The Nature of Normal Science

The Nature of Normal Science

I. Concept of a Paradigm

  • Established Usage vs. Scientific Usage:

    • In its established usage (e.g., grammar: "amo, amas, amat" as a pattern for "laudo, laudas, laudat"), a paradigm is an accepted model or pattern whose examples can be replicated or replaced.

    • In science, a paradigm is rarely an object for replication. Instead, it functions similarly to an accepted judicial decision in common law, serving as an object for further articulation and specification under new or more stringent conditions.

  • Initial Limitations and Success of Paradigms:

    • Paradigms are often limited in scope and precision at their first appearance.

    • They gain status by being more successful than competitors in solving a few acute problems recognized by practitioners.

    • Initial success is largely a promise, discoverable in selected and incomplete examples (e.g., Aristotle's motion analysis, Ptolemy's planetary computations, Lavoisier's use of the balance, Maxwell's electromagnetism).

II. Characteristics and Purpose of Normal Science

  • Definition: Normal science consists of the actualization of the promise of a paradigm.

  • Actualization Methods: This is achieved by:

    • Extending knowledge of facts that the paradigm reveals as important.

    • Increasing the match between these facts and the paradigm's predictions.

## Data rows
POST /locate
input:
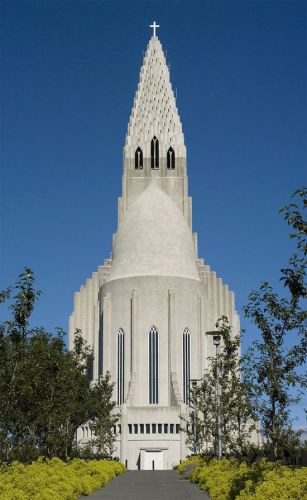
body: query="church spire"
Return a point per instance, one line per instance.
(154, 126)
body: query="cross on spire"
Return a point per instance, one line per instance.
(154, 26)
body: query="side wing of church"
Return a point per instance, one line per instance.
(145, 311)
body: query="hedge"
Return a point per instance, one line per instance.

## Task set
A - Return each line of the rows that contains the string "query".
B - Write what comes next in the outline on normal science, picking up after its last line.
The rows have no connection to the outline on normal science.

## Set of answers
A -
body: query="church spire"
body: query="cross on spire"
body: query="side wing of church"
body: query="hedge"

B -
    • Further articulating the paradigm itself.

  • "Mop-Up Work": The bulk of scientific activity; most scientists engage in this throughout their careers.

  • Nature of the Enterprise: It is an attempt to "force nature into the preformed and relatively inflexible box that the paradigm supplies."

  • Aims of Normal Science:

    • Not to call forth new sorts of phenomena (those that don't fit the box are often not seen).

    • Not to invent new theories (scientists are often intolerant of new theories).

    • Instead, research is directed to the articulation of phenomena and theories already supplied by the paradigm.

  • Restricted Vision: Normal science investigates minuscule areas, leading to a drastically restricted vision.

  • Essence of Restrictions: These restrictions, born from confidence in a paradigm, are essential to the development of science because they:

    • Focus attention on a small range of esoteric problems.

    • Force scientists to investigate nature with unimaginable detail and depth.

  • Built-in Mechanism for Change: Normal science possesses a mechanism that ensures the relaxation of these restrictions when the paradigm ceases to function effectively, leading to a change in research problems and scientific behavior (prelude to scientific revolutions).

  • Achievement of Normal Science: During its successful period, a paradigm enables the profession to solve problems its members could not have imagined or undertaken otherwise, with a part of that achievement proving permanent.

III. Classification of Normal Scientific Problems: Fact-Gathering

Normal science primarily consists of three foci for factual scientific investigation, which are not always distinct:

  1. Determining Facts the Paradigm Shows as Revealing:

    • The paradigm highlights certain facts as particularly significant to understanding the nature of things.

    • These facts are then determined with greater precision and in a wider variety of situations.

    • Examples:

      • Astronomy: Stellar position and magnitude, periods of eclipsing binaries and planets.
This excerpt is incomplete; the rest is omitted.